╭──
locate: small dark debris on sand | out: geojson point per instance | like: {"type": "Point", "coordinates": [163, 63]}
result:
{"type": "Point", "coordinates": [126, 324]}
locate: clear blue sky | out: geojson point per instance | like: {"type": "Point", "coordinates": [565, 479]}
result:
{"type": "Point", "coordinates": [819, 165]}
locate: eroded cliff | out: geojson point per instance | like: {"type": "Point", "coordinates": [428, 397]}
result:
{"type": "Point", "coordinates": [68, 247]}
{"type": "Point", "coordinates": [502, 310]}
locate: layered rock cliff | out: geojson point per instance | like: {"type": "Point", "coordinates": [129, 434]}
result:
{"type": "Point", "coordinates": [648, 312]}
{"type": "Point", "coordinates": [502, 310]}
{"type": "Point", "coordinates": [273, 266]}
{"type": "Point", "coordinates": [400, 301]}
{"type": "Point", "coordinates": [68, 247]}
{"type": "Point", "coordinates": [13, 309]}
╰──
╭──
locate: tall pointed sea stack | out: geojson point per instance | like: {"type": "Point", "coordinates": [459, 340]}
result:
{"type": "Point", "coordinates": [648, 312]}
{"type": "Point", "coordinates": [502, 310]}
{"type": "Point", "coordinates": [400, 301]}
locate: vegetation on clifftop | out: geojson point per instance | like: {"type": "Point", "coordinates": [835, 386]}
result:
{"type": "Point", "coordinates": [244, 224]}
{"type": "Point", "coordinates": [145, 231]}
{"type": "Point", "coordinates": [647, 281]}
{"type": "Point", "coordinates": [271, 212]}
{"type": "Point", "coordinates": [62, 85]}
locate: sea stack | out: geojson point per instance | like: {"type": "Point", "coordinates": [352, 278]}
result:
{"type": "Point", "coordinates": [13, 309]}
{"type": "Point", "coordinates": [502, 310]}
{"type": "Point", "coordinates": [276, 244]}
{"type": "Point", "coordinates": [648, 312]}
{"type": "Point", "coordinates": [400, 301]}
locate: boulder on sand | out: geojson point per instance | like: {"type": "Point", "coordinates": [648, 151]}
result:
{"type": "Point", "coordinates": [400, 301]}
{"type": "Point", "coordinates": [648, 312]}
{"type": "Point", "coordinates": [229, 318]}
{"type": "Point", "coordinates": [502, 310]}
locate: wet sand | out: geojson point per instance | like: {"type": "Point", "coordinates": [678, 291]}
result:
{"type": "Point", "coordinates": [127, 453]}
╰──
Report how many lines of the listing hold the string "instance", giving only the number.

> Answer space
9